-- STATED PROBLEM --
Copy out every line of the entries word for word, from the line containing "Every instance of the dark" through the last line of the entries, both ends included.

□ □ □ □ □

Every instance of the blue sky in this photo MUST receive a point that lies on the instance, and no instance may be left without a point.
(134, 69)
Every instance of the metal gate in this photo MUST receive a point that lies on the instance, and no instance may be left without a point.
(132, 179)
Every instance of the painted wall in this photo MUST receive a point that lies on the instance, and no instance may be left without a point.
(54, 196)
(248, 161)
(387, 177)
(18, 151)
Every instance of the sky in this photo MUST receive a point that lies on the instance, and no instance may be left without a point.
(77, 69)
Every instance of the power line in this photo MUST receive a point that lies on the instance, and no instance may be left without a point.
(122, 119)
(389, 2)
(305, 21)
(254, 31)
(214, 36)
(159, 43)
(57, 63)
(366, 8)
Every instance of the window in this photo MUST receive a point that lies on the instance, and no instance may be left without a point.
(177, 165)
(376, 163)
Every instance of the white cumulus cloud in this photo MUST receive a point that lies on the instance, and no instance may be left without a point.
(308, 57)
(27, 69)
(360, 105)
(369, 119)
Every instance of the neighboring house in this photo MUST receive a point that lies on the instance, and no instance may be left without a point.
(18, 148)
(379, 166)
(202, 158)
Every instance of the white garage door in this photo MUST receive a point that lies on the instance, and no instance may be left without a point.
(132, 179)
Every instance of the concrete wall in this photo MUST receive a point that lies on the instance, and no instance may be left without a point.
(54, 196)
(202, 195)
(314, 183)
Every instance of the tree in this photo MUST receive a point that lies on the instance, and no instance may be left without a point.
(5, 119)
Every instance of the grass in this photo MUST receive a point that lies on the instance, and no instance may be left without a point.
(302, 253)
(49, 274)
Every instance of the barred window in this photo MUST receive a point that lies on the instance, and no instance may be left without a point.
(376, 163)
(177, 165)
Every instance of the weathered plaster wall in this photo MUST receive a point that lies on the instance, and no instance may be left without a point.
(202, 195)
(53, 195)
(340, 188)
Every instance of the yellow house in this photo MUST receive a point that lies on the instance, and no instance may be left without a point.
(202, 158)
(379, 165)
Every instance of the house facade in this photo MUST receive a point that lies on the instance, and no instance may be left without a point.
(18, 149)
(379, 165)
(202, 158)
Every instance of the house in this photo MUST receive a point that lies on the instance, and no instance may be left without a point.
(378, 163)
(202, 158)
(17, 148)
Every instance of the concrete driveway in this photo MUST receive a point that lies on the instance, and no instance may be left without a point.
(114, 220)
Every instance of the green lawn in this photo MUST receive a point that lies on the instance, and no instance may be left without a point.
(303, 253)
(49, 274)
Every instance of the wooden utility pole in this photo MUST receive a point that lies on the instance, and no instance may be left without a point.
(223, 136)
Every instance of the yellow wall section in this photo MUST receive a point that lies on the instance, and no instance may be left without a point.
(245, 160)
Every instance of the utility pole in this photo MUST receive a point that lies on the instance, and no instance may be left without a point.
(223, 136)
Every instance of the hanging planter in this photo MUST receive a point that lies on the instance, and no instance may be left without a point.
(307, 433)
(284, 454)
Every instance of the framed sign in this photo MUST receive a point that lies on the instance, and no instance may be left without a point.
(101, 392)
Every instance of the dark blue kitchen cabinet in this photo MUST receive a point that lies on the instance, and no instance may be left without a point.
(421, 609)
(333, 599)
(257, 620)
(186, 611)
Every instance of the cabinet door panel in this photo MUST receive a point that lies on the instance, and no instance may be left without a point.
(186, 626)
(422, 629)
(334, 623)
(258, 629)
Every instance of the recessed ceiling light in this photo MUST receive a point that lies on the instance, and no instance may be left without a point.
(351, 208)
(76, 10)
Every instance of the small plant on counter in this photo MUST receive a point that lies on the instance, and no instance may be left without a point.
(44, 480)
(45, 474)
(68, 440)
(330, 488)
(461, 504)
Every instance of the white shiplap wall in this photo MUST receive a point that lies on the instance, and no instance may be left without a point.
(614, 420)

□ □ □ □ □

-- COMPLETED EXERCISE --
Every instance of the dark blue kitchen cabinet in this photo MUST receive a point that lies on the instance, and no instance may be left without a point.
(421, 609)
(333, 599)
(257, 620)
(186, 611)
Every instance of the cabinet door panel in this photo MUST receive a point that lies on the instance, and no instance may be left without a point.
(186, 626)
(422, 629)
(334, 623)
(258, 629)
Every instance of the recessed ceiling light in this photo MUST receive a point that lies on the instance, and no instance may be left without a point.
(351, 208)
(76, 10)
Every instance of the small plant on counter in this photo MUST receive a point that lies on the instance, and no instance may be left without a point.
(44, 480)
(45, 474)
(68, 440)
(330, 488)
(461, 504)
Every instance of the white shiplap wall in this photo MUST receive a point that lies on the instance, and no instance may be left without a point.
(614, 420)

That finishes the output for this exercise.